**** DATASET

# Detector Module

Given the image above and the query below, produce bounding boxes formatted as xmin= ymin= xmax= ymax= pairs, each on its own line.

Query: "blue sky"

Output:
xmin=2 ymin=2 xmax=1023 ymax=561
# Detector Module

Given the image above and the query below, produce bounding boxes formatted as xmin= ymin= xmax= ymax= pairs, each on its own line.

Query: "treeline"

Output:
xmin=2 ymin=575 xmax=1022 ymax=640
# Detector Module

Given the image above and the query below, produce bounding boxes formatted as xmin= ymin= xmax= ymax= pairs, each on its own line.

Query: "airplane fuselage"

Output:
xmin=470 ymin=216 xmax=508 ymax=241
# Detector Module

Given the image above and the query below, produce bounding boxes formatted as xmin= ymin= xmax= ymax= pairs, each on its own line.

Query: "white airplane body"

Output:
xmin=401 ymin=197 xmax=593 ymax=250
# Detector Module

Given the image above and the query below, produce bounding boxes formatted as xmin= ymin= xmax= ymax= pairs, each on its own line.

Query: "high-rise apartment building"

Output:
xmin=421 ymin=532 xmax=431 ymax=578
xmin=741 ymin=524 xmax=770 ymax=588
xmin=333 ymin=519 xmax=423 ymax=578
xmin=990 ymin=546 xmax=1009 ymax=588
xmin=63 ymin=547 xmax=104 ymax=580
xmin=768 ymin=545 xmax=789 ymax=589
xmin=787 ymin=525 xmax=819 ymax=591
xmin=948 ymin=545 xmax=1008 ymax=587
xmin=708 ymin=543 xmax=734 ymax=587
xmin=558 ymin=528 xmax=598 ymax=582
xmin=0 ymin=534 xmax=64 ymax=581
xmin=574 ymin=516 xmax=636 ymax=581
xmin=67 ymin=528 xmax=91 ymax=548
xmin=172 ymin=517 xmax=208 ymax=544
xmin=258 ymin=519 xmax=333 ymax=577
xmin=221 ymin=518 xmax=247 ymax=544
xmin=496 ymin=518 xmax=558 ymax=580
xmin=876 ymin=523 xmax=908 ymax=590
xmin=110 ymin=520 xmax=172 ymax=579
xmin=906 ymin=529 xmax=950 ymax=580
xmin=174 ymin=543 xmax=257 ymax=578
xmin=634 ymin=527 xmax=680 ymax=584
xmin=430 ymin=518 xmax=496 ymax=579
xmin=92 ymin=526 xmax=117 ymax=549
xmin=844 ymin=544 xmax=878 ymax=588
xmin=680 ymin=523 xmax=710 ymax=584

********

EXERCISE GOAL> Repeat the data in full, keeping each word exactly as it is.

REPLY TO THE EXERCISE>
# Detector Module

Given the image above and the query below, produce bounding boxes formatted as xmin= ymin= xmax= ymax= pairs, each on its own line.

Query: "blue sky"

Output:
xmin=2 ymin=2 xmax=1023 ymax=561
# Detector Module

Given the image above and the query below, produce bounding boxes formatted as xmin= ymin= xmax= ymax= pairs, each on its own line.

Query: "treeline"

Output:
xmin=2 ymin=575 xmax=1022 ymax=640
# Detector Module

Given the image above and the query below, produce bounding boxes formatted as xmin= ymin= xmax= ymax= pairs, each on its own line.

Query: "airplane fuselage"

Output:
xmin=470 ymin=216 xmax=508 ymax=241
# Detector Module

Given the image above and the query below, produce bounding boxes formatted as xmin= ymin= xmax= ymax= pairs, each on its own line.

Query: "white airplane body"

Output:
xmin=401 ymin=197 xmax=593 ymax=250
# Detector Module

Given the image above and the query below, produce bounding boxes formatted as xmin= ymin= xmax= ymax= pairs, each on its own line.

Query: "high-rise apartment building"

Output:
xmin=421 ymin=532 xmax=431 ymax=578
xmin=741 ymin=524 xmax=770 ymax=588
xmin=333 ymin=519 xmax=423 ymax=578
xmin=990 ymin=546 xmax=1009 ymax=588
xmin=63 ymin=547 xmax=104 ymax=580
xmin=768 ymin=545 xmax=789 ymax=589
xmin=787 ymin=525 xmax=819 ymax=591
xmin=948 ymin=545 xmax=1008 ymax=587
xmin=708 ymin=543 xmax=734 ymax=587
xmin=558 ymin=528 xmax=598 ymax=582
xmin=0 ymin=534 xmax=64 ymax=581
xmin=574 ymin=516 xmax=636 ymax=581
xmin=67 ymin=528 xmax=91 ymax=548
xmin=172 ymin=517 xmax=208 ymax=544
xmin=258 ymin=519 xmax=333 ymax=577
xmin=221 ymin=518 xmax=247 ymax=544
xmin=496 ymin=518 xmax=558 ymax=580
xmin=876 ymin=523 xmax=908 ymax=590
xmin=110 ymin=520 xmax=172 ymax=579
xmin=906 ymin=529 xmax=950 ymax=580
xmin=174 ymin=543 xmax=257 ymax=578
xmin=634 ymin=527 xmax=680 ymax=584
xmin=430 ymin=518 xmax=496 ymax=579
xmin=92 ymin=526 xmax=117 ymax=549
xmin=844 ymin=544 xmax=878 ymax=588
xmin=680 ymin=523 xmax=710 ymax=584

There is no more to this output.